• **Excerpt to read**:
Federal Court Decisions

Decision Information

Decision Content

Date: 20211209


Docket: IMM-3609-21

Citation: 2021 FC 1392

Vancouver, British Columbia, December 9, 2021

PRESENT: Mr. Justice Diner

BETWEEN:

HELEN XIOMARA HERNANDEZ CORTEZ

Applicant

and

MINISTER OF CITIZENSHIP AND IMMIGRATION

Respondent

JUDGMENT AND REASONS

I. Overview

[1] This case concerns an application for judicial review, made pursuant to section 72 of the Immigration and Refugee Protection Act, SC 2001, c 27 [IRPA], of a decision (the Decision) of the Refugee Appeal Division (the RAD or the member), dated May 11, 2021. In the Decision, the RAD rejected the Applicant’s appeal of the Refugee Protection Division’s (RPD) decision, dated November 29, 2019, which itself rejected the claim for refugee protection on the basis that there was a viable internal flight alternative in Guatemala.

[2] For the reasons that follow, I find the Decision unreasonable and would grant the application and remit the matter to a new panel of the RAD for redetermination.

II. Background

[3] Helen Cortez (the Applicant), a citizen of Guatemala, applied for refugee protection in Canada after having been subjected to extortion, intimidation, and threats of violence and death by two unknown individuals who demanded she provide information about wealthy clients at the bank where she worked in Pedro de Alvarado in December of 2016.

[4] After she refused and reported the demands to her manager at the bank, she continued to receive calls, informing her that they knew where she lived, that they were tracking her movements, and that they would kill her if she failed to comply with their demands.

[5] The Applicant complained to the police and the public prosecutor, who informed her they could not investigate the complaint without more evidence.

• **Tasks to complete**:
1) Repeat everything in the judgment from "[2] For the" down to "RAD for redetermination.".
2) According to the judgment, what three things did the callers tell the Applicant after she reported their demands?
Work only from the judgment above.

• **Data below**:
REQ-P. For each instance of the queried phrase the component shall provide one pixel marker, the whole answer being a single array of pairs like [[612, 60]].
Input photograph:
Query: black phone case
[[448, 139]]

• **Results for the exercise**:
1)
[2] For the reasons that follow, I find the Decision unreasonable and would grant the application and remit the matter to a new panel of the RAD for redetermination.

2)
- They knew where she lived.
- They were tracking her movements.
- They would kill her if she failed to comply with their demands.